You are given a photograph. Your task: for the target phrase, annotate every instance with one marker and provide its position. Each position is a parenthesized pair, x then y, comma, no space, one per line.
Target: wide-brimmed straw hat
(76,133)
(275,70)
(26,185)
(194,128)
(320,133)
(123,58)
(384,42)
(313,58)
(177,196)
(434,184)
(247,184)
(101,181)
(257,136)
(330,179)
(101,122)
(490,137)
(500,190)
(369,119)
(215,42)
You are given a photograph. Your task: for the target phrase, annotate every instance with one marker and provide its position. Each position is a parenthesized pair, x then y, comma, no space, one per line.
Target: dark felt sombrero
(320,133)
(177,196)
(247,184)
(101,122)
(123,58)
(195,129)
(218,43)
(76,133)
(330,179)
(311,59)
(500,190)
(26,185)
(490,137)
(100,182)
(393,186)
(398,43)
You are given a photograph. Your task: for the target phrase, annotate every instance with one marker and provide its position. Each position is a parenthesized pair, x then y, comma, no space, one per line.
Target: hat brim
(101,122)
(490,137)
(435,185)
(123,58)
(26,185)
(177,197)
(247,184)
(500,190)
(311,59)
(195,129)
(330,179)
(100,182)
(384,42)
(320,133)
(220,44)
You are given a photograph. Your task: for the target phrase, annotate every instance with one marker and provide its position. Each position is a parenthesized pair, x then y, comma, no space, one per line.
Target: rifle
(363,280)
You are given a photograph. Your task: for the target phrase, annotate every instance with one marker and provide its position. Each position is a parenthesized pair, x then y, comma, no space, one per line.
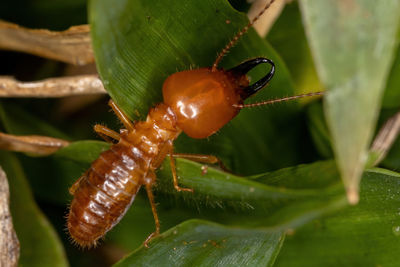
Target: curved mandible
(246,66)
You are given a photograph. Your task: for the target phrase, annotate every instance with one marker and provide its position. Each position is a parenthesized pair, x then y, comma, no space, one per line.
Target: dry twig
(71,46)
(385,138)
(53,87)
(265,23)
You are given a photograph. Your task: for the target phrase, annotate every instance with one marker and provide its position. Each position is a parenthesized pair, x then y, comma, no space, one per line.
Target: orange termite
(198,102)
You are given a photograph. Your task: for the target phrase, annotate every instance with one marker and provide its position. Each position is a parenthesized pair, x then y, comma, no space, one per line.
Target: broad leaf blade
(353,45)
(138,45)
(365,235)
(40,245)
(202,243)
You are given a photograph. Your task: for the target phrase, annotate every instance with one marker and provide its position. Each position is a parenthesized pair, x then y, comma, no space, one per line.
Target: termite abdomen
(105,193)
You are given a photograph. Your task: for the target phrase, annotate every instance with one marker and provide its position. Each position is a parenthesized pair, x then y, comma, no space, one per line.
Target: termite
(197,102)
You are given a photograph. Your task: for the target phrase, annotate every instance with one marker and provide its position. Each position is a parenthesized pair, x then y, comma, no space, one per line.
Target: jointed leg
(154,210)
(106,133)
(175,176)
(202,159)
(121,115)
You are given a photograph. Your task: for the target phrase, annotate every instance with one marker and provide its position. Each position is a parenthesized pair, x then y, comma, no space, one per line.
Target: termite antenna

--

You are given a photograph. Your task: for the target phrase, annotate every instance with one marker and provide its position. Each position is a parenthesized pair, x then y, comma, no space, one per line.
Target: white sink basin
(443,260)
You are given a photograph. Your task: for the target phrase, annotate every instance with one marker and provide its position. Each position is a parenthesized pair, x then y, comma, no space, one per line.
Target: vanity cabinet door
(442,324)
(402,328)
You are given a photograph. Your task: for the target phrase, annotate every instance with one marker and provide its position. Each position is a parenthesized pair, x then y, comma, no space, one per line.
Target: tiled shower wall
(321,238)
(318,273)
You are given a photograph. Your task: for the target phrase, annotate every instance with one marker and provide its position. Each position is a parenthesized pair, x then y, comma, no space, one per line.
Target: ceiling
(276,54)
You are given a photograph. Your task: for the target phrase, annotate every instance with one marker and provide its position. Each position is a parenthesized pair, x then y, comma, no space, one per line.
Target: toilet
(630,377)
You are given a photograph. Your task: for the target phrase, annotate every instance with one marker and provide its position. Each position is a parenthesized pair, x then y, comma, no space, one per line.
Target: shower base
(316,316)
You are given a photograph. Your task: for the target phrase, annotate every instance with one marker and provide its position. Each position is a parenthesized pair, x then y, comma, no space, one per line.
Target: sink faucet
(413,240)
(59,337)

GOAL —
Gather every line in the records that contains the word "shower" and copy each one out.

RESULT BELOW —
Target: tiled shower wall
Target: shower base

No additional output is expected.